Sandy Martin and Daniel Billet in "A House Not Meant to Stand." (Photo by Ed Krieger)
This is the centenary of Tennessee Williams' birth year, and as a result theatres all over the nation are honoring his plays, from the famous to the obscure. To this end, the Fountain Theatre has mounted a revival of A House Not Meant to Stand, his last produced work. Unfortunately, the script is a mess, combining warmed-over Williams greatest hits--mental illness, a roaring Big Daddy-like character, troubled gay son--and cartoonishly broad humor into an uneasy gumbo. The Fountain production, a West Coast premiere, is a professional rendering, although a couple of the performances fail to connect.

(Given material)
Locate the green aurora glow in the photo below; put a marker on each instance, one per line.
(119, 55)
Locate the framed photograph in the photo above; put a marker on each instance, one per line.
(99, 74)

(Check your understanding)
a) In the theater review, which theater staged the revival of A House Not Meant to Stand?
b) Extend the theater review past its final sentence.

(Results for each task)
a) The Fountain Theatre.

b)
Cornelius (Alan Blumenfeld) and Bella (Sandy Martin) McCorkle have returned home late at night from the funeral of one of their sons, who died from alcoholism. Bella is tired and stunned from the tragedy, but Cornelius is full of bellicose energy, and notices amorous noises from upstairs. It turns out their surviving son, Charlie (Daniel Billet), has returned to the homestead with new girlfriend Stacey (Virginia Newcomb) in tow. Charlie is solicitous of Bella, but all Cornelius cares about is finding a stash of his in-laws' money he believes Bella has hidden, so he can fund a run for political office. Before the evening is over, neighbors and the police will visit, secrets will be revealed, and another tragedy will occur.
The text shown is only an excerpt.